**Given problem**
Find every line in the listing below that contains the string "bike", and copy each of those lines. Matching is case-sensitive.

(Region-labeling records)
* Begin *
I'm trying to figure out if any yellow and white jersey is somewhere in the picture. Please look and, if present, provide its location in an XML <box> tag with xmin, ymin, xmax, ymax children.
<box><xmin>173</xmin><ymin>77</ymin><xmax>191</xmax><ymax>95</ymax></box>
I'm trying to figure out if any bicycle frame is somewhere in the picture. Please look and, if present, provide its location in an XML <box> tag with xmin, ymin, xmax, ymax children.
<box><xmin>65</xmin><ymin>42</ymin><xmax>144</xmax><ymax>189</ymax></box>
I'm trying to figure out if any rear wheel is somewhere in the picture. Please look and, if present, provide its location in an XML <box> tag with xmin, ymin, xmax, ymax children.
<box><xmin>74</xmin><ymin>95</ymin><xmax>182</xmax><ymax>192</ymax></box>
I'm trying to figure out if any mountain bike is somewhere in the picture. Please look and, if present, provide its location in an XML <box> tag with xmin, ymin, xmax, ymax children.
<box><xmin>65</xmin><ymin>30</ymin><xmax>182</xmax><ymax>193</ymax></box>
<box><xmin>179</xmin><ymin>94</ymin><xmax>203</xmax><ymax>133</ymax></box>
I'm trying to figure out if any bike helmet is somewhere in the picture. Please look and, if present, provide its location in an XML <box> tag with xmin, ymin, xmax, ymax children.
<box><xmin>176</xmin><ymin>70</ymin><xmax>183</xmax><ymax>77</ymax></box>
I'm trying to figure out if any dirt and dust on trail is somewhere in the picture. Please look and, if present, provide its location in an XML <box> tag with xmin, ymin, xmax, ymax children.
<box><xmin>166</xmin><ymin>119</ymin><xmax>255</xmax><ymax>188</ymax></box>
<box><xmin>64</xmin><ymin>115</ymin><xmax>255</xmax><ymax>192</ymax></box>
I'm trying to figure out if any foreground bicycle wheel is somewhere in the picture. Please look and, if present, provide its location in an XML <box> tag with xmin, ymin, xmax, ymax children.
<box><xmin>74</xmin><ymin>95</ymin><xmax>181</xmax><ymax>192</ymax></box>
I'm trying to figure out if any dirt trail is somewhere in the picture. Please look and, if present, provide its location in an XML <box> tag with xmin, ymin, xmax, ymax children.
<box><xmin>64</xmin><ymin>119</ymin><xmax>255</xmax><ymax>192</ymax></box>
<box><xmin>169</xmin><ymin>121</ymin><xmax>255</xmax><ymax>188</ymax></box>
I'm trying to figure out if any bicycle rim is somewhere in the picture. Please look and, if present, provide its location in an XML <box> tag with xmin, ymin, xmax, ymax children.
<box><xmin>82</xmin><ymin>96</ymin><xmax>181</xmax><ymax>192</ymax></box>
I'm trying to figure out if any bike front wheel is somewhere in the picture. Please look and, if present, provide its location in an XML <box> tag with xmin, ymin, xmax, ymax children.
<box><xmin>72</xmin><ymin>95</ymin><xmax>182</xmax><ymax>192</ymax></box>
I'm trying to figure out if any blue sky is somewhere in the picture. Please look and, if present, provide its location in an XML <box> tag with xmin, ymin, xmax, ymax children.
* End *
**Finished answer**
I'm trying to figure out if any mountain bike is somewhere in the picture. Please look and, if present, provide its location in an XML <box> tag with xmin, ymin, xmax, ymax children.
I'm trying to figure out if any bike helmet is somewhere in the picture. Please look and, if present, provide its location in an XML <box> tag with xmin, ymin, xmax, ymax children.
I'm trying to figure out if any bike front wheel is somewhere in the picture. Please look and, if present, provide its location in an XML <box> tag with xmin, ymin, xmax, ymax children.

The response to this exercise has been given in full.